Data records:
#####

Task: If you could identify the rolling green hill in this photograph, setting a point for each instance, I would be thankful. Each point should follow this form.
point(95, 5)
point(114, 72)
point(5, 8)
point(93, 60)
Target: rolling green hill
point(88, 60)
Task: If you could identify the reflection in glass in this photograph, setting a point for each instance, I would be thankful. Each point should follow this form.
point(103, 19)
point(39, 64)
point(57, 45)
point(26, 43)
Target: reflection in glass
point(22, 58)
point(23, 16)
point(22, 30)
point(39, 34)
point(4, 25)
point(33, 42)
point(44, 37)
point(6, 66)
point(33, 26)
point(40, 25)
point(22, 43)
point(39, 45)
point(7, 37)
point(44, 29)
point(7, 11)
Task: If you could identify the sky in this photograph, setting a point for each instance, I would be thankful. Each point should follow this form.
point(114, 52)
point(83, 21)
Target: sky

#####

GOAL OF THE EXERCISE: Go to the line holding "Target: rolling green hill" in the entries above and return it, along with every line after it, exactly as written.

RESPONSE TO THE TASK:
Target: rolling green hill
point(88, 60)
Task: If you could identify the reflection in glass in this photograph, setting a point for each instance, I would be thankful. Each point should follow this form.
point(103, 19)
point(39, 64)
point(57, 45)
point(26, 43)
Target: reflection in glass
point(22, 58)
point(23, 16)
point(22, 30)
point(39, 34)
point(4, 25)
point(33, 42)
point(44, 37)
point(6, 66)
point(33, 26)
point(40, 25)
point(22, 43)
point(39, 45)
point(7, 37)
point(44, 29)
point(7, 11)
Task: If you could identify the sky in this photograph, setting a point for each instance, I would be thankful. Each point should follow this form.
point(114, 52)
point(83, 21)
Target: sky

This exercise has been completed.